| Action item |
Take the entries below and write them out exactly, with each picture removed.

| Data shown |
★ ★ ★ ★ ★

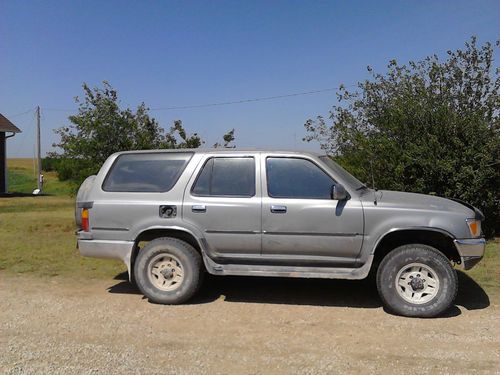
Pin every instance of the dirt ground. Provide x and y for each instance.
(238, 326)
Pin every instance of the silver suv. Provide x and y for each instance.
(172, 215)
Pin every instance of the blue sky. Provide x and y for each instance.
(175, 53)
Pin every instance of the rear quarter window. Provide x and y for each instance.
(153, 173)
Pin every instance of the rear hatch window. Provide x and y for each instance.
(146, 172)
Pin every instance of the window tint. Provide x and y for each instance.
(226, 177)
(297, 178)
(156, 172)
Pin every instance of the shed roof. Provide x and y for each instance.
(7, 126)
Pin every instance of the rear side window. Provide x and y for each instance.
(297, 178)
(153, 173)
(226, 177)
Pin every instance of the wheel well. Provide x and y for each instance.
(438, 240)
(152, 234)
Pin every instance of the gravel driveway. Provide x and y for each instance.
(238, 326)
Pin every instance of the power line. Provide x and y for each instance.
(57, 109)
(20, 114)
(247, 100)
(240, 101)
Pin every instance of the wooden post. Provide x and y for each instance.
(38, 149)
(3, 164)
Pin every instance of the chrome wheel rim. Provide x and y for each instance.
(417, 283)
(165, 272)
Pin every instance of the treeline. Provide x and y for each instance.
(427, 126)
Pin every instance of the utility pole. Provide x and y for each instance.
(38, 149)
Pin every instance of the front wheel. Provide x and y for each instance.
(417, 281)
(168, 271)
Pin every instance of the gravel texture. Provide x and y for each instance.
(238, 326)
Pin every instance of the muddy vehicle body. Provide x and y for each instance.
(172, 215)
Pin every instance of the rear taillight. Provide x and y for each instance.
(85, 219)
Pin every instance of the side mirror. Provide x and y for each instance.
(339, 193)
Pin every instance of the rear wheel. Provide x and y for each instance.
(168, 271)
(417, 281)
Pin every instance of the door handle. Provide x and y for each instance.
(278, 209)
(199, 208)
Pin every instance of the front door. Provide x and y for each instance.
(224, 201)
(300, 221)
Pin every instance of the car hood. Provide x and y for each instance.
(414, 201)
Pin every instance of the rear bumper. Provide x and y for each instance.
(471, 251)
(121, 250)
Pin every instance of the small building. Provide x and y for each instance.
(5, 127)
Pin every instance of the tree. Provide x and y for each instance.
(101, 128)
(228, 138)
(430, 126)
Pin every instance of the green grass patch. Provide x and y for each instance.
(37, 236)
(22, 179)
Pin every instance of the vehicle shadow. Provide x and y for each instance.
(314, 292)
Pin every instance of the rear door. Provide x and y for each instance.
(300, 221)
(223, 199)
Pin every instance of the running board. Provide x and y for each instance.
(288, 271)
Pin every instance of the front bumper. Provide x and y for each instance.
(121, 250)
(471, 251)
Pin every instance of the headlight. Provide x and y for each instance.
(474, 227)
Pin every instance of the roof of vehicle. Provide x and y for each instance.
(227, 151)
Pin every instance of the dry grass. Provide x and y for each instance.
(37, 237)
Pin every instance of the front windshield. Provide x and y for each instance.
(348, 178)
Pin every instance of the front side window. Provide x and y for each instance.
(145, 172)
(297, 178)
(226, 177)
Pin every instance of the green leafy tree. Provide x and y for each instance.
(101, 128)
(228, 138)
(430, 126)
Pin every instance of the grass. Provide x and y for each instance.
(37, 235)
(22, 179)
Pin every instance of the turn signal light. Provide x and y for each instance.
(474, 227)
(85, 219)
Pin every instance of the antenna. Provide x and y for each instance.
(39, 154)
(373, 182)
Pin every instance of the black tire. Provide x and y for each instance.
(189, 262)
(400, 260)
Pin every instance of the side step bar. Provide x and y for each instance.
(287, 271)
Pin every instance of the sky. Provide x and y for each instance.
(185, 53)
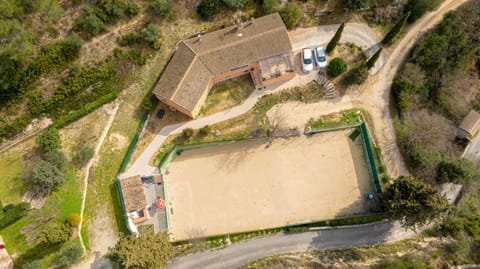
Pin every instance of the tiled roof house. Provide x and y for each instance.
(259, 47)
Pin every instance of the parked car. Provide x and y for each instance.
(307, 61)
(160, 114)
(320, 58)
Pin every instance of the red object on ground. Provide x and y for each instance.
(160, 203)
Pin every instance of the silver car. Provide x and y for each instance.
(307, 61)
(320, 58)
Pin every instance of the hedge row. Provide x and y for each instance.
(65, 120)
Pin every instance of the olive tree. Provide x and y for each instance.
(412, 202)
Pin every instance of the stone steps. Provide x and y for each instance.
(328, 85)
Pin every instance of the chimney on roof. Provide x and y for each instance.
(239, 27)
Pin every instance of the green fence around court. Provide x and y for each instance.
(371, 156)
(178, 149)
(171, 155)
(367, 143)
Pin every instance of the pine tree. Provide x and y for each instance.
(333, 43)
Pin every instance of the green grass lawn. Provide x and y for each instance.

★ ★ ★ ★ ★

| Written response |
Pin every instance of the dirt ground. Provide x and y for each instance.
(238, 326)
Pin every instance of the silver suv. Provide x and y for each instance.
(172, 215)
Pin every instance of the blue sky. Provide x and y for each instance.
(175, 53)
Pin every instance of the rear quarter window. Provide x and y for each instance.
(153, 173)
Pin every instance of the rear hatch window. Provide x and y for each instance.
(146, 172)
Pin every instance of the window tint. Provide x and y for each instance.
(226, 177)
(297, 178)
(156, 172)
Pin every instance of the shed roof. Provide x and y for each instance.
(7, 126)
Pin every instance of the rear side window. Provide x and y for each instance.
(297, 178)
(153, 173)
(226, 177)
Pin every instance of the wheel well. Provide x and y for each instance.
(438, 240)
(152, 234)
Pin every instance of the gravel driveway. Provide x and y for each instance.
(238, 326)
Pin every instance of the power line. Provide x and y for each instance.
(57, 109)
(20, 114)
(247, 100)
(240, 101)
Pin every instance of the wooden post. Provide x and y for each instance.
(38, 149)
(3, 164)
Pin every instance of the chrome wheel rim. Provide x and y for each instance.
(417, 283)
(165, 272)
Pin every instance of the treeline. Provide x and y for each instance.
(427, 126)
Pin every instance of the utility pole. Provide x and y for each instance.
(38, 149)
Pin every instance of the front wheel. Provide x and y for each instance.
(417, 281)
(168, 271)
Pin every instance of the gravel texture. Provide x and y for each instance.
(238, 326)
Pin every instance of the muddy vehicle body. Provide x and y for each instance.
(172, 215)
Pin every instance of the rear taillight. Provide x and y for each instance.
(85, 219)
Pin every instance of the side mirror. Provide x and y for each instance.
(339, 193)
Pin every instance of the rear wheel. Provide x and y for each instance.
(168, 271)
(417, 281)
Pin every instance of the door handle. Provide x and y for each instance.
(278, 209)
(199, 208)
Pin every instance of the front door. Provide x and y for each instance.
(224, 201)
(300, 221)
Pin every instance of the car hood. Provide x and y for each instance.
(414, 201)
Pin every instance of the rear bumper. Provide x and y for each instance.
(471, 251)
(121, 250)
Pin every instance of the small building. Provide x and y for each instance.
(5, 127)
Pin every instance of the tree. Provide x and y for each instance.
(101, 128)
(228, 138)
(430, 126)
Pin every instance of the green grass patch. Provide x and y for each instance.
(37, 236)
(22, 179)
Pin every instance of the vehicle shadow. Provide x and y for each instance.
(314, 292)
Pin every instance of the rear door. Provide x and y for each instance.
(300, 221)
(223, 199)
Pin every instance of the running board. Provide x and y for each instance.
(288, 271)
Pin every instance of the front bumper. Provide x and y for each instance.
(121, 250)
(471, 251)
Pin every instance of the headlight. Provide x and y for each instance.
(474, 227)
Pin every instance of the roof of vehicle. Provide x and y for each instance.
(227, 151)
Pin every instance of the dry grass. Provide x and y for each instance.
(37, 237)
Pin every instance of the front windshield. Provide x and y for each instance.
(348, 178)
Pin every instance of the front side window. Provide x and y for each instance.
(145, 172)
(297, 178)
(226, 177)
Pin every instance of the green leafy tree. Provide x and y for each instance.
(101, 128)
(228, 138)
(430, 126)
Pin every instance of the grass. Provide x and y for each instance.
(37, 235)
(22, 179)
Pin every instance of the turn signal light. Provide x and y for each instance.
(474, 227)
(85, 219)
Pin every instance of the antenna. Provide x and y for each instance.
(39, 154)
(373, 182)
Pin every instance of the black tire. Provide x and y for each instance.
(189, 262)
(400, 260)
Pin every instance of the side step bar. Provide x and y for each instance.
(287, 271)
Pin every instance of the sky. Provide x and y for each instance.
(185, 53)
Pin every instance of the tiled roof house. Provide x and y for each instance.
(259, 47)
Pin every instance of the parked car. Provide x and y for each instance.
(307, 61)
(160, 114)
(320, 58)
Pin every instance of the red object on ground. Provide x and y for each instance.
(160, 203)
Pin every instance of the silver car. Provide x and y for each instance.
(307, 61)
(320, 58)
Pin every instance of the hedge row. Provide x and y for each instance.
(65, 120)
Pin every instance of the olive tree. Provide x and y for each instance.
(412, 202)
Pin every instance of the stone steps. Provide x and y for each instance.
(328, 85)
Pin every instance of the chimney on roof. Provide x and y for each instance.
(239, 27)
Pin every instance of the green fence around court. Provide x and y for each instance.
(371, 156)
(178, 149)
(171, 155)
(367, 143)
Pin every instance of the pine tree. Provide x and y for each instance.
(333, 43)
Pin every instance of the green grass lawn. Provide x and y for each instance.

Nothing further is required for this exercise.